[DOCUMENT SEGMENT]
<<<<
Our sports need a healthier version of masculinity, and men need to create it

That will lead to more temporary shock from unobservant or indifferent men and sometimes fleeting anger. For women, there is no shock, only lasting discomfort, unrelieved pain. They endure the emotional triggering and keep telling their stories of working and associating with abusive and territorial men, hoping we might pursue honest examination of the endemic sexism in sports and the dangerous offspring it produces.

But, nah, a few bad apples can’t spoil the scoreboard. Let’s get back to the games.

The world of sports, often a cartoonish illustration of stereotypical masculinity, fosters an unending cycle of virulence. Confrontation is a necessity of sport, but when are we, as men, going to get in the face of this problem? When are we going to take an active role in shaming and eliminating behavior that we maintain, through negligence, acceptance and silence, as if it’s some hallowed tradition?

“Sadly, these are the types of cases to be expected,” said Don McPherson, a quarterback turned scholar. “We’ll look at it from the side of the victim and treat it like a random act. That’s why the conversation is so short. Forgetting is the goal. But we never get deep into the difficult part, which is that it’s men that perpetuate the problem, even when women aren’t there.”

McPherson is not a different kind of man. He is just a man, dimensionalized: a former athlete, a proud feminist and a compassionate leader who has devoted nearly 30 years to addressing the unchecked problem of male violence against women.
>>>>
[RECORD EXTRACTS]
<<<<
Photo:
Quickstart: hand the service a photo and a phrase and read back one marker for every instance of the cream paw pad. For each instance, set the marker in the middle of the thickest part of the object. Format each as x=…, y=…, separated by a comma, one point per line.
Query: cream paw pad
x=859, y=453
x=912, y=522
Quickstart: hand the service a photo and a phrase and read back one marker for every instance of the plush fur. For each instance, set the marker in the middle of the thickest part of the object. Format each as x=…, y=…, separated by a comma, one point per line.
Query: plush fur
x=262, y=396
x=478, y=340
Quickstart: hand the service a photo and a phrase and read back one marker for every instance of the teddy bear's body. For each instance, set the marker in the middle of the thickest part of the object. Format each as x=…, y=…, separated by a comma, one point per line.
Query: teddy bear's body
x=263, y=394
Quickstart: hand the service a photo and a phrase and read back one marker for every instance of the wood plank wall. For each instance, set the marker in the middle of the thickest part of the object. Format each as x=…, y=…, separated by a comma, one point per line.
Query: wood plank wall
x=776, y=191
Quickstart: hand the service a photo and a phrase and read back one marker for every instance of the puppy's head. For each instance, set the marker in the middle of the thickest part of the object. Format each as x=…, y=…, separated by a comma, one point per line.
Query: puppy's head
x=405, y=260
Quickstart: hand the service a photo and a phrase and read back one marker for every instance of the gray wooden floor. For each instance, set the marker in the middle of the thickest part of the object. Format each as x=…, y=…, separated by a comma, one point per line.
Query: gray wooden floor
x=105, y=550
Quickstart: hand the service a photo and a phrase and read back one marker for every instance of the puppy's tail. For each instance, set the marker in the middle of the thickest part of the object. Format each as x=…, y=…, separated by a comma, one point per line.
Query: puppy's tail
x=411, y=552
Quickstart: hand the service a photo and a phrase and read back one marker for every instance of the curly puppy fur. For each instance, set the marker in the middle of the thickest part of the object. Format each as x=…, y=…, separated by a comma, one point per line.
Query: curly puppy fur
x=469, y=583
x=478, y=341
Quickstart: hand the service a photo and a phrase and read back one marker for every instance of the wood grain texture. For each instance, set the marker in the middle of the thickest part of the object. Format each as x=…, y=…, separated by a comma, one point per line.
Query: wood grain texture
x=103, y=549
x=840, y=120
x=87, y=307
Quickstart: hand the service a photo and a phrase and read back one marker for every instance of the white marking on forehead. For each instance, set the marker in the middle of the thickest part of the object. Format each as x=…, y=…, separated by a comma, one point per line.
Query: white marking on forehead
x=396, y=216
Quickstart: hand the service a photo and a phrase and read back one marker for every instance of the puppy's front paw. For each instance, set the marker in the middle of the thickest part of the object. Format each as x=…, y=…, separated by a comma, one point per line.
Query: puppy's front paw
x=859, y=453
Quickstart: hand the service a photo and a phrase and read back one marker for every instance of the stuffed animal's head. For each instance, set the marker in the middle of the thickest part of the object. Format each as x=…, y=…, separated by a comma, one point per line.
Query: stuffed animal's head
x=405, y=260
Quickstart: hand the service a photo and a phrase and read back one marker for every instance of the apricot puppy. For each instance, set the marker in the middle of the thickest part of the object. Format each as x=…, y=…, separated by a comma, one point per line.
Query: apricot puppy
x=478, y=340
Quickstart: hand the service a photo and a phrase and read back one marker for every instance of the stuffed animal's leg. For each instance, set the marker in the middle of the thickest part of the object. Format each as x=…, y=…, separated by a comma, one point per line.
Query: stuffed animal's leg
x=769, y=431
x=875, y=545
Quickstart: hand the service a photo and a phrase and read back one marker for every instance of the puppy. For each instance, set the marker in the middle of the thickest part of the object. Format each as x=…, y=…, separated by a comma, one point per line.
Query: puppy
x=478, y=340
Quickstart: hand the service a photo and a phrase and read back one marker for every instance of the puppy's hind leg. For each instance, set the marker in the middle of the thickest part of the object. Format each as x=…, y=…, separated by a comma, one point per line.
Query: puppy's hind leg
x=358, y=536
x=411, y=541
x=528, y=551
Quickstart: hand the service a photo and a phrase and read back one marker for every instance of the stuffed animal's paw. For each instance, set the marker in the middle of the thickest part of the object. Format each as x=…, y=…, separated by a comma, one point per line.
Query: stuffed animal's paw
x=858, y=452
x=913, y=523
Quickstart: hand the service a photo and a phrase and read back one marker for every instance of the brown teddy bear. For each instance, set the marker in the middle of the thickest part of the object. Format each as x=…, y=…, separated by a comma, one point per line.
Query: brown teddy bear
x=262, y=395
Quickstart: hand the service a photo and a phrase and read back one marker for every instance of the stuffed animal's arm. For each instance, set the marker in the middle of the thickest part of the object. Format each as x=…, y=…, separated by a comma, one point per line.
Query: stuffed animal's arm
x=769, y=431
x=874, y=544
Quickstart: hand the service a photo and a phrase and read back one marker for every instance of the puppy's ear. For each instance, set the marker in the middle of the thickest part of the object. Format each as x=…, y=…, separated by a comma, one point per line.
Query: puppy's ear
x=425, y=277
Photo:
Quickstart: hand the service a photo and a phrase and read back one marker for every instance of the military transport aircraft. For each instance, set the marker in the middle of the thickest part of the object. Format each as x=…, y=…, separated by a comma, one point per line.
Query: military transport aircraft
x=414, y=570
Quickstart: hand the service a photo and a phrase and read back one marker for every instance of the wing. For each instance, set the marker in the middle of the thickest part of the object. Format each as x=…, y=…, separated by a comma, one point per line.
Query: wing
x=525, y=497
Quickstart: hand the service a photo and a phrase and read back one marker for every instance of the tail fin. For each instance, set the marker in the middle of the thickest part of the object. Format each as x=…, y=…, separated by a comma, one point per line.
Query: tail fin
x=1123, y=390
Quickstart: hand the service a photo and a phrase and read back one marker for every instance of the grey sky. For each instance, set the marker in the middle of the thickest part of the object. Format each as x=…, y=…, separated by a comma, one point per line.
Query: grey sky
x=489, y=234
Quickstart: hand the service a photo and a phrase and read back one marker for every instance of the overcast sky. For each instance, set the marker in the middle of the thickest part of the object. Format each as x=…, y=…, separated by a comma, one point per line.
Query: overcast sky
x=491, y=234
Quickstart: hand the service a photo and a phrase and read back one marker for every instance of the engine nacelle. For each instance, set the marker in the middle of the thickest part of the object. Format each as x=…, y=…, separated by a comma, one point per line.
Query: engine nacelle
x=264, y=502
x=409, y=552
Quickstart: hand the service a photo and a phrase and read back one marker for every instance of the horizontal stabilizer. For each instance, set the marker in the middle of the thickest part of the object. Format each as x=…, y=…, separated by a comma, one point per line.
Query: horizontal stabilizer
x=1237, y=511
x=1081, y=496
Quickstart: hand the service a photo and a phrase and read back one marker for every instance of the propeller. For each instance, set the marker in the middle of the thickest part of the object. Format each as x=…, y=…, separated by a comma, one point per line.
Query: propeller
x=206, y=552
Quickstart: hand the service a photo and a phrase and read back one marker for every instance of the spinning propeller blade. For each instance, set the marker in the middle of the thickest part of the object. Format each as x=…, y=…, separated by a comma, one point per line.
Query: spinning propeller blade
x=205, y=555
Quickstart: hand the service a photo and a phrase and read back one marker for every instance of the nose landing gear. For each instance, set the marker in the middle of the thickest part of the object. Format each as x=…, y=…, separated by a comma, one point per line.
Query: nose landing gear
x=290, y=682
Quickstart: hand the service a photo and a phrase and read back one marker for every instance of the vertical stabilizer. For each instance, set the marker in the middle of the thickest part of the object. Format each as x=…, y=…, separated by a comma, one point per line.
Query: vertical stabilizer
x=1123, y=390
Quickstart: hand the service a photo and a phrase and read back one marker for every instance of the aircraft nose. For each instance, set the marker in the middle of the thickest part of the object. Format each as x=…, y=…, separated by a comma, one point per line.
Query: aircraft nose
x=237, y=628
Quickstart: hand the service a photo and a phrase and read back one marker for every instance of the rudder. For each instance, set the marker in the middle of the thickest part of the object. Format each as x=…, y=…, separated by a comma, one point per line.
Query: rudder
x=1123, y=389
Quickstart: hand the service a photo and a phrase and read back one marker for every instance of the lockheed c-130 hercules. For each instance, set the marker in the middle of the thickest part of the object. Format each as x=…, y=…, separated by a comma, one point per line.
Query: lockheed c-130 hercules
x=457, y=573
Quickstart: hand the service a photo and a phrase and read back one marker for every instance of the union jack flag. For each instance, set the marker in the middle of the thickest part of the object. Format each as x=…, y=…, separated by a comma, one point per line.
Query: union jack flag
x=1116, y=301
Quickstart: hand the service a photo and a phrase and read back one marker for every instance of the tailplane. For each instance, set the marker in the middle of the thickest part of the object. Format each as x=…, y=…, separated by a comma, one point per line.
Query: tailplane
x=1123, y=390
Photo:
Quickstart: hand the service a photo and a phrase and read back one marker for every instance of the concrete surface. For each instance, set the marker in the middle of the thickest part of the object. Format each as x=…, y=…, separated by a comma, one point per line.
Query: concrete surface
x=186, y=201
>>>>
[THE TASKS]
**1.** Translate this sentence from the piece on masculinity in sports into Spanish: "McPherson is not a different kind of man."
**2.** Carry on the piece on masculinity in sports, picking up right after its final sentence.

[RESULTS IN ORDER]
**1.** McPherson no es un tipo de hombre diferente.

**2.**
His work and perspectives enable him to be, perhaps, a better man. For certain, he strives to meet a more aspirational standard of masculinity. In our disturbingly patriarchal society, this makes him an original voice, a globe-trotting educator and speaker. In his mind, he’s fulfilling a long-forsaken duty of manhood: teaching boys, young and overgrown, that masculinity does not involve scoffing at vulnerability and taking up as much space as possible. There is a greater aim.

“We don’t raise boys to be men,” said McPherson, whose book “You Throw Like a Girl: The Blind Spot of Masculinity” is an essential exploration of what’s holding men and sports back — and how to overcome it. “We raise them not to be women.”

In sports, such a miseducation creates a cozy ecosystem for sexual abuse and harassment, for all forms of violence and mistreatment of women, a climate reaped from the early belief that we’re merely allowing boys to be boys.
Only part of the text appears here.